Document extract >>
I’ve got to keep on pushing
I can’t stop now
Move up a little higher
Someway or somehow

‘Cause I’ve got my strength
And it don’t make sense
Not to keep on pushin’

Hey, Hallelujah, Hallelujah
Keep on pushin’

Now, maybe some day
I’ll reach that higher goal
I know I can make it
With just a little bit of soul

‘Cause I’ve got my strength
And it don’t make sense
Not to keep on pushin’

Now look a look, look a look
A look a yonder
A what’s that I see
A great big stone wall
Stands there ahead of me

But I’ve got my pride
And I’ll move the wall aside
And keep on pushin’

Hey, Hallelujah, Hallelujah
Keep on pushin’
Keep on pushin’

What I say, yeah
Keep on pushin’
Well, that’s alright

Or one might watch James Brown do “I Don’t Want, Nobody To Give Me Nothin’, Open up the Door, I’ll get It Myself” :

These anthems from the Black struggle for Civil Rights 50 years ago inspired us all; the determination, courage, and idealism that made it happen remain iconic for the best in us. They’re the fire that moves Baker’s basic message to people : that life is tough no matter what and that yhou have top keep on keeping on, at all times, if you want to have any fair chance tro succeed.

Last night, at the College Bound matriculation ceremony, Baker talked of “grit,” speaking directly to the 30 or so graduates in front of him : “I cannot imagine the grit necessary to face life;’s problems, feed a family, work, and still have the desire to go to college… you have grit.”

He talked of setbacks in life — of his own setback, the defeat of 2100,and what it took for him to decide to try again, knowing that if he lost, he would be, and forever known as, a “two time loser.”

Politicians rarely talk about their defeats. They certainly do not talk about how defeat got to them, challenged their self worth.But baker here was talking to people who have had their self worth challenged many, many times by defeats in life.

You simply have to keep on pushing. Yes, you may have to ask someone to open the door for you — as College Bound’s graduates all have had to do — but once that door is open, you simply have to be ready to grasp the opportunities yourself. Now and forever after, as long as you live.

This is the message that baker brings, over and over again, to Boston’s communities of color, at sports events and to self-help groups — of which there are many in Communities of Color, largely because self-help is often the only help available to people whom society often shuts out. Baker bonds with self help groups all the time, and politically it’s as wise as ,morally, because Baker is, at day’s end,a Republican, and self help groups accord well with the morally, politically best GOP mission.

Problems and tasks >>
(a) In the piece on Baker, which three qualities are said to have made the Civil Rights struggle happen?
(b) Transcribe the piece on Baker between "Politicians rarely talk" and "as you live.", inclusive.
(c) How would you render this sentence from the piece on Baker in Spanish: "Politicians rarely talk about their defeats."
The data is separate material with no connection to the piece on Baker.

Data >>
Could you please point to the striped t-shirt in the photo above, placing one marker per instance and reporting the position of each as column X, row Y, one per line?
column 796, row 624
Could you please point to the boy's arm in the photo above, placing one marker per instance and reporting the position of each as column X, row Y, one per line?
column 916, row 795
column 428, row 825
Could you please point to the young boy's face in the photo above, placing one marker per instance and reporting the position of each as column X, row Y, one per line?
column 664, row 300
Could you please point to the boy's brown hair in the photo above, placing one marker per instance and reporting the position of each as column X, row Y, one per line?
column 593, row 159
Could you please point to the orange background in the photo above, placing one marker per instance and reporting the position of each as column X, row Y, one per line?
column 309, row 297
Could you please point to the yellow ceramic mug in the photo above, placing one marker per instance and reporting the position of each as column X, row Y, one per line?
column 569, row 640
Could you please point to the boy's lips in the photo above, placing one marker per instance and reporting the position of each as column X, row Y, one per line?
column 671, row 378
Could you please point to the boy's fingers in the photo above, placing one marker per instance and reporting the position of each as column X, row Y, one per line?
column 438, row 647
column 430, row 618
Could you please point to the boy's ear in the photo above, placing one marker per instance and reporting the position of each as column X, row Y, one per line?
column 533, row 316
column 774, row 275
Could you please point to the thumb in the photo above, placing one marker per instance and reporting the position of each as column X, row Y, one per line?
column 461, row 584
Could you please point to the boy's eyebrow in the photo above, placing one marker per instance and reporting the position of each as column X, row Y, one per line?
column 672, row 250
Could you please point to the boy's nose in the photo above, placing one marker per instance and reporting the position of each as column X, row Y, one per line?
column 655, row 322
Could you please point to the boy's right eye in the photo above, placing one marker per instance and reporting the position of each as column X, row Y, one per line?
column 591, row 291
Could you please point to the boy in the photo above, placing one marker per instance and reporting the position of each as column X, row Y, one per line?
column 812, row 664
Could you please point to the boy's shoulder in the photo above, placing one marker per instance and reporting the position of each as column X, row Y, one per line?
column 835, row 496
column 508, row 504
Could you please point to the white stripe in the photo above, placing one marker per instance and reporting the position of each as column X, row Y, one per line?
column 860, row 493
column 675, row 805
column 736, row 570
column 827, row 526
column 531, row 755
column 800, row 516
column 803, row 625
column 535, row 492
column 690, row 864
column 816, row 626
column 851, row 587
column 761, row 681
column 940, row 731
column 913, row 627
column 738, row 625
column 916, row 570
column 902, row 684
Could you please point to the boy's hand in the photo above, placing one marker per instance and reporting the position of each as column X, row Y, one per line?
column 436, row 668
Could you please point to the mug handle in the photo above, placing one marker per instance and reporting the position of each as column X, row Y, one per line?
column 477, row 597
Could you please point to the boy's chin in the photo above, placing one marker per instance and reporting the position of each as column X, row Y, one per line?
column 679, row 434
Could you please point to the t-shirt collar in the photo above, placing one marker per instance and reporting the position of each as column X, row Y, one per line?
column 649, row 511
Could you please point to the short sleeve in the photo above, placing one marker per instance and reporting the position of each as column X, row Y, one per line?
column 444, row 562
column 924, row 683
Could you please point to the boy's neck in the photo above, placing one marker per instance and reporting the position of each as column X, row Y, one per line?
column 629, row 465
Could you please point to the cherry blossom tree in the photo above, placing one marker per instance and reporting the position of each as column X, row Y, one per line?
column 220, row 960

==

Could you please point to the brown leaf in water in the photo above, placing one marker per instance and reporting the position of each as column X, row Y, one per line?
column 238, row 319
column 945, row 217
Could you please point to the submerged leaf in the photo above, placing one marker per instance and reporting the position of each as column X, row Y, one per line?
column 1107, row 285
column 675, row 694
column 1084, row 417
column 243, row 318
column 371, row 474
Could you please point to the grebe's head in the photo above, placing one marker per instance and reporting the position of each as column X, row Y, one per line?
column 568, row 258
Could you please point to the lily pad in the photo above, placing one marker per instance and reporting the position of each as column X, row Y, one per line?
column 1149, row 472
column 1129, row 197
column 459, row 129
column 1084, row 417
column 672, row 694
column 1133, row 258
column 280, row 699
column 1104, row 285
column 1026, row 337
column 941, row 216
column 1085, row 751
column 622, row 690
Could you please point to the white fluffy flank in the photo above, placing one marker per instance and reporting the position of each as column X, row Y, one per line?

Results of the exercise >>
(a) Determination, courage, and idealism.

(b)
Politicians rarely talk about their defeats. They certainly do not talk about how defeat got to them, challenged their self worth.But baker here was talking to people who have had their self worth challenged many, many times by defeats in life.

You simply have to keep on pushing. Yes, you may have to ask someone to open the door for you — as College Bound’s graduates all have had to do — but once that door is open, you simply have to be ready to grasp the opportunities yourself. Now and forever after, as long as you live.

(c) Los políticos rara vez hablan de sus derrotas.